:: Problems and tasks ::
(a) From the thread on locally integrable functions, copy the stretch from "For each $j" through "K_k$, $\mu_j(A) = \mu_k(A)$.".
(b) In the thread on locally integrable functions, why does the answer say that the integral of g times f_j^j over K_k converges once j is at least k?

:: Reading passage ::
· · · ·
The limit of locally integrable functions

Question

If ${f_i} \in L_{\rm loc}^1(\Omega )$ with $\Omega $ an open set in ${\mathbb R^n}$ , and ${f_i}$ are uniformly bounded in ${L^1}$ for every compact set, is it necessarily true that there is a subsequece of ${f_i}$ converging weakly to a regular Borel measure?

Answer 1

Take $K_j$ a sequence of compact sets such that their interior grows to $\Omega$. That is, $\mathrm{int}(K_j) \uparrow \Omega$.

Let $f_i^0$ be a sub-sequence of $f_i$ such that $f_i^0|_{K_0}$ converges to a Borel measure $\mu_0$ over $K_0$.

For each $j > 0$, take a sub-sequence $f_i^j$ of $f_i^{j-1}$ converging to a Borel measure $\mu_j$ over $K_j$. It is evident, from the concept of convergence, that for $k \leq j$, and any Borel set $A \subset K_k$, $\mu_j(A) = \mu_k(A)$.

Now, define $\mu(A) = \lim \mu(A \cap K_j)$. And take the sequence $f_j^j$.

For any continuous $g$ with compact support $K$, there exists $k$ such that $K \subset \mathrm{int}(K_k)$ (why?). Then, since for $j \geq k$, $f_j^j|_{K_k}$ is a sequence that converges to $\mu_k$, $$ \int_{K_k} g f_j^j \mathrm{d}x \rightarrow \int_{K_k} g f_j^j \mathrm{d}\mu_k = \int g f_j^j \mathrm{d}\mu. $$

That is, $f_j^j \rightarrow \mu$.
· · · ·
:: Material supplied ::
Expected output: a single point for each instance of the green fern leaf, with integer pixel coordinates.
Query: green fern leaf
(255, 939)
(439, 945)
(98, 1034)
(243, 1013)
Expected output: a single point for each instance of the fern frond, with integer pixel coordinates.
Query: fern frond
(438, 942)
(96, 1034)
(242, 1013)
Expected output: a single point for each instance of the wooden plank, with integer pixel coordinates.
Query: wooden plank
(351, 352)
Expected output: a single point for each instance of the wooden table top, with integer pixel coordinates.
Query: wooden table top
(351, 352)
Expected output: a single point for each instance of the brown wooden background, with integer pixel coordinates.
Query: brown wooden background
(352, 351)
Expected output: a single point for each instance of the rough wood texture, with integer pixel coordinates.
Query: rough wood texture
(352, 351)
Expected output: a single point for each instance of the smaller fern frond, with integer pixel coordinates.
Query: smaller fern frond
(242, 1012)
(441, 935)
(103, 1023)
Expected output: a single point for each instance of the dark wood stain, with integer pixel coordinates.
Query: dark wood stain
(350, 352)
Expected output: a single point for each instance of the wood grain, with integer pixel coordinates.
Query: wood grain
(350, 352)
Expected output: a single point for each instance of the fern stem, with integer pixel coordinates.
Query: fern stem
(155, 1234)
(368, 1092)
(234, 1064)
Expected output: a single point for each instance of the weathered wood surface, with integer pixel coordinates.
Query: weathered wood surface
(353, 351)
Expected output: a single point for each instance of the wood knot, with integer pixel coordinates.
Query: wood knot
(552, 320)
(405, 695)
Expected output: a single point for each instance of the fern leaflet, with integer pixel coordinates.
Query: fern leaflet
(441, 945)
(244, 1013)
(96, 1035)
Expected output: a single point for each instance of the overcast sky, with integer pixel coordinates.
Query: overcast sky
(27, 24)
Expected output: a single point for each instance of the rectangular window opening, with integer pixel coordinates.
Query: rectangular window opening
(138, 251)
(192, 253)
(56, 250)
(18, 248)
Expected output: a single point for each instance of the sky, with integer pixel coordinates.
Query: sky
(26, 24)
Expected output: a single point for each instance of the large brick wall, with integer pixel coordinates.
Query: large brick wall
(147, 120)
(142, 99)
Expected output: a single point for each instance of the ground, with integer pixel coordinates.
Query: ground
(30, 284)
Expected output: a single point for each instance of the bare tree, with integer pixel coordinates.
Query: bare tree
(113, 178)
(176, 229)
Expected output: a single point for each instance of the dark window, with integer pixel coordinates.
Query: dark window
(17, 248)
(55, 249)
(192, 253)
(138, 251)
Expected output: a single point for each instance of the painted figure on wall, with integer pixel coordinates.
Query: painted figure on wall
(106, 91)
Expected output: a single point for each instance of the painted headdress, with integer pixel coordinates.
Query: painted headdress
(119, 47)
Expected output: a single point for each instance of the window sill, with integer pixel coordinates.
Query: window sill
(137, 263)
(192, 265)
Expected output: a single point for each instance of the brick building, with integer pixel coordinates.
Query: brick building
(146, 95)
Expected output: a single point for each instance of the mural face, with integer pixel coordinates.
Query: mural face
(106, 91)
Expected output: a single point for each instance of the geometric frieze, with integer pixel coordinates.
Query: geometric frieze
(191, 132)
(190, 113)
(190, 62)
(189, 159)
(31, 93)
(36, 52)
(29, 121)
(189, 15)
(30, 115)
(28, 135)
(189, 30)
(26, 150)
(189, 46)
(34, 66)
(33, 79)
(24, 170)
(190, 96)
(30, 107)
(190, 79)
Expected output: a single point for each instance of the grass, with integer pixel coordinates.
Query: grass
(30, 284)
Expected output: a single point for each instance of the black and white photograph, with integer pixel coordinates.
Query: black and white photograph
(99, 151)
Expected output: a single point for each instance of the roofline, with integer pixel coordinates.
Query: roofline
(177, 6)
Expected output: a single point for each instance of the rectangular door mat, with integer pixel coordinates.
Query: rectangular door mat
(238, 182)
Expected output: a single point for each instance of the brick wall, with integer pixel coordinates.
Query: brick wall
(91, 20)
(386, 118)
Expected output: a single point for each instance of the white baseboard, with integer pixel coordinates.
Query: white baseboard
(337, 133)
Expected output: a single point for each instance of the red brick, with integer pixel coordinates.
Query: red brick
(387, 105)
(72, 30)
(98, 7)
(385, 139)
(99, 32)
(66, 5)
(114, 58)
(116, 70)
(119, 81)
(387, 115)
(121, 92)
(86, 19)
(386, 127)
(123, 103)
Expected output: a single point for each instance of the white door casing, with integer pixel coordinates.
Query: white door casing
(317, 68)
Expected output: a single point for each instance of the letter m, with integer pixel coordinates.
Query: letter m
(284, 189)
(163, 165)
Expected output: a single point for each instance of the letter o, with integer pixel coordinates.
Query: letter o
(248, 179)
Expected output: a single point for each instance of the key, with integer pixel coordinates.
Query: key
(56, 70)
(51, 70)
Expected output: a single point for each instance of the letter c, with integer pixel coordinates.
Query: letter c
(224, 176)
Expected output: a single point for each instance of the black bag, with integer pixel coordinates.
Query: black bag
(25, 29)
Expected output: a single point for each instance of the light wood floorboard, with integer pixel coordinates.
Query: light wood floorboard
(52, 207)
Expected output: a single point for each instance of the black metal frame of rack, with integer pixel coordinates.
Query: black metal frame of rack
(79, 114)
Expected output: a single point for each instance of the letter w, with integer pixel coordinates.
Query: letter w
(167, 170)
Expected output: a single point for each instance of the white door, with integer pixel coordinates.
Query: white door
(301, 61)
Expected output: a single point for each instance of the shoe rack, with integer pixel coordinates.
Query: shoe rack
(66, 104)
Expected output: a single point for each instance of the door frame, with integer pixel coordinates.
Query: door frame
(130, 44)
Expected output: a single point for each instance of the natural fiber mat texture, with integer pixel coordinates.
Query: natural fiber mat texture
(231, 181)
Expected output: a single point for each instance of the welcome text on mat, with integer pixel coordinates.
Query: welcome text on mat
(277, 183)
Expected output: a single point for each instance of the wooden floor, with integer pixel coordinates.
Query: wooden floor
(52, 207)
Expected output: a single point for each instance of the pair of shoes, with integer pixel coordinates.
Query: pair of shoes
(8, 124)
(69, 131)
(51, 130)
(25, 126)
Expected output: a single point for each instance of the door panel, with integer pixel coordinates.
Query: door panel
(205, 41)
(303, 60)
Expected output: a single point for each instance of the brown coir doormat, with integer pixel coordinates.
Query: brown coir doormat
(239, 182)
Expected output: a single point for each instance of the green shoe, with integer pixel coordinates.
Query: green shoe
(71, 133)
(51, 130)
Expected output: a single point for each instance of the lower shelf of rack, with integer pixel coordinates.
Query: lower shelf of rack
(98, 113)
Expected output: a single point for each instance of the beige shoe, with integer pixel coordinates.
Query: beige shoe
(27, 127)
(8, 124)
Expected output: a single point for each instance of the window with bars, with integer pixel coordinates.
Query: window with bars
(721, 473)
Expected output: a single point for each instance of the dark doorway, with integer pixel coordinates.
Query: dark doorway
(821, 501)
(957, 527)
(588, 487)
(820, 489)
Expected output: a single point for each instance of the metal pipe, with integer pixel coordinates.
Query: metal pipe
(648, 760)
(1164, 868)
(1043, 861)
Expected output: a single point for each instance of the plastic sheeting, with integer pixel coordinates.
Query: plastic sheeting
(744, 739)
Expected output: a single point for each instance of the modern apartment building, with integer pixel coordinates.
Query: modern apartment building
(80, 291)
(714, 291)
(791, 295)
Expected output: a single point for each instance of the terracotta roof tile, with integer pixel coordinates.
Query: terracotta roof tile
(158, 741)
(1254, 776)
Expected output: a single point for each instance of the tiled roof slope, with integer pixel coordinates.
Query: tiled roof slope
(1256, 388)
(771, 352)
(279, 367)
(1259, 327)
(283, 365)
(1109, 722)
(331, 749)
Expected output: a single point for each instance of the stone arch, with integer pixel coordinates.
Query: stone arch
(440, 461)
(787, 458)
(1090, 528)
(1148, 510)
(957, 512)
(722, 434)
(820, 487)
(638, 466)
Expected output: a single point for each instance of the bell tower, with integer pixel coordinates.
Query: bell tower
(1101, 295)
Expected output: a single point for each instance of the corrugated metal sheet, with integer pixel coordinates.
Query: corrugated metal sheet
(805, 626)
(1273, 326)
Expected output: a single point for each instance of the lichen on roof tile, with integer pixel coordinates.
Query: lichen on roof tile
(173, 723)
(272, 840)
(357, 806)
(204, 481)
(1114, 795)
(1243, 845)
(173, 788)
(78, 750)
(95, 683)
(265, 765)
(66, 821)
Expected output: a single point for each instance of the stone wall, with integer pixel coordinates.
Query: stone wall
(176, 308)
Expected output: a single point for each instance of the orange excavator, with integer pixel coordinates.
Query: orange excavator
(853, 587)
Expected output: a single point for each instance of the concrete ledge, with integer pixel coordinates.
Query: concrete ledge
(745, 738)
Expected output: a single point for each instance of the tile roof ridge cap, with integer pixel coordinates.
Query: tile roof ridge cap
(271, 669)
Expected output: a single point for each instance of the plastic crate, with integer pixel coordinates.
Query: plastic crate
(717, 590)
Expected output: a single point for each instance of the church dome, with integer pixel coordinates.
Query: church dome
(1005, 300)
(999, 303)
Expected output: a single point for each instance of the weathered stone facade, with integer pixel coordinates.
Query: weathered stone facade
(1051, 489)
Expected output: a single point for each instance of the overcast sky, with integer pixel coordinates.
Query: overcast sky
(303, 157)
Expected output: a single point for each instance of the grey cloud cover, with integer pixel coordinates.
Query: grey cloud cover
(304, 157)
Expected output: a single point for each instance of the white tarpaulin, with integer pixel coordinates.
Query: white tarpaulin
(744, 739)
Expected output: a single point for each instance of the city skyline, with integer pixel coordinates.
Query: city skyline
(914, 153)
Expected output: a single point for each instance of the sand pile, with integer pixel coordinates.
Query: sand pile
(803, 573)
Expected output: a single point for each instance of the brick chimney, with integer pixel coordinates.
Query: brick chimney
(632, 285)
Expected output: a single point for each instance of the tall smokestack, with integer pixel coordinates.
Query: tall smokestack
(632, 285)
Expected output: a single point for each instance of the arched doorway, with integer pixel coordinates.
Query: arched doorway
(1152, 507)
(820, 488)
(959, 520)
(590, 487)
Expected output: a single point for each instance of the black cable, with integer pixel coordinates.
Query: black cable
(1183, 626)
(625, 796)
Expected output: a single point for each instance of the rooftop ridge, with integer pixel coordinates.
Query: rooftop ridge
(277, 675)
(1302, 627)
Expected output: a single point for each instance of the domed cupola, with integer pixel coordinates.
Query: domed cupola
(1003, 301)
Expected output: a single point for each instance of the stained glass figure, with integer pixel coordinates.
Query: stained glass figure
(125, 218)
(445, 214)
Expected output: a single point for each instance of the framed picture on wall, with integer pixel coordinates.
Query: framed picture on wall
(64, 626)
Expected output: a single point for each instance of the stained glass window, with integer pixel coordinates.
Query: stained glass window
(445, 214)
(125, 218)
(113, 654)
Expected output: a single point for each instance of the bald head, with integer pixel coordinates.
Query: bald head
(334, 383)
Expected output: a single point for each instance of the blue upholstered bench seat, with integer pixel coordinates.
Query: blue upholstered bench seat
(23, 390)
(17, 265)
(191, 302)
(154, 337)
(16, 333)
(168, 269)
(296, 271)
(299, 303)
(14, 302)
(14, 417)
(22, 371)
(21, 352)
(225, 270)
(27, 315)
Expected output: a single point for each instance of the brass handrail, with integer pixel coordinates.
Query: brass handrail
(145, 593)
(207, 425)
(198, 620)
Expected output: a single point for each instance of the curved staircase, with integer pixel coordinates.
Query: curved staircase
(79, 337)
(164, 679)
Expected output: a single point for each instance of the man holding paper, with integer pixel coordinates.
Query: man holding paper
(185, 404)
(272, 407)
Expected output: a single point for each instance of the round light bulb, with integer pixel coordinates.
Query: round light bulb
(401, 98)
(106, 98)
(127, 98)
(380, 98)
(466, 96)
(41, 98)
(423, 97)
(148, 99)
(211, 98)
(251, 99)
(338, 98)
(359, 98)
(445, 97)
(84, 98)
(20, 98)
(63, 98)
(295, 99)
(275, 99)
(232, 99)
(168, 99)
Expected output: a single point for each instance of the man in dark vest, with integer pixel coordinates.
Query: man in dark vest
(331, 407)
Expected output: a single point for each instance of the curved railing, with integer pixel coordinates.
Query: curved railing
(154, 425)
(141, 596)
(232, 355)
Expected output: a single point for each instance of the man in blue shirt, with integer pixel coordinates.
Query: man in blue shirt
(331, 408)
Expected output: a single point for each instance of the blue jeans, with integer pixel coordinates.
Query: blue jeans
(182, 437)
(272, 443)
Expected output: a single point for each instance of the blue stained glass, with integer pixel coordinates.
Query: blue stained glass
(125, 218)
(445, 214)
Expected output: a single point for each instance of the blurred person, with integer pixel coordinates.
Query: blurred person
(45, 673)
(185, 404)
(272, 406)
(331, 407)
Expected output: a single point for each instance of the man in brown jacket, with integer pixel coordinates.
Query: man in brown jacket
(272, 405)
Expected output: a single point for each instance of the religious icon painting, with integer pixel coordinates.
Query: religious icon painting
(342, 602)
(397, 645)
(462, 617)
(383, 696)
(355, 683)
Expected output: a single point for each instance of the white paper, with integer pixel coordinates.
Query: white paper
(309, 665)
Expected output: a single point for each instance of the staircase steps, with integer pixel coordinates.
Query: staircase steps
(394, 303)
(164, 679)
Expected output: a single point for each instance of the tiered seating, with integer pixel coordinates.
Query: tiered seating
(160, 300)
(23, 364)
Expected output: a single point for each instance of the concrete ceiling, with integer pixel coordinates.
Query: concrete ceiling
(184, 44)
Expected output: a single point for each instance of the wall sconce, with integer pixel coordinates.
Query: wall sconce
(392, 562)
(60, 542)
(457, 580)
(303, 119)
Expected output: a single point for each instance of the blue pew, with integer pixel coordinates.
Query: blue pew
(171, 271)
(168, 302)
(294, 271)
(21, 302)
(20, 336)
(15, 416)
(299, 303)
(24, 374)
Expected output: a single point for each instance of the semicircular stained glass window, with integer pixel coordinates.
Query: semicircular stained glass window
· · · ·
:: Solutions ::
(a)
For each $j > 0$, take a sub-sequence $f_i^j$ of $f_i^{j-1}$ converging to a Borel measure $\mu_j$ over $K_j$. It is evident, from the concept of convergence, that for $k \leq j$, and any Borel set $A \subset K_k$, $\mu_j(A) = \mu_k(A)$.

(b) For j at least k, the restriction of f_j^j to K_k is a sequence that converges to the Borel measure μ_k. The compact support of g lies inside the interior of K_k, so the integral can be taken over K_k.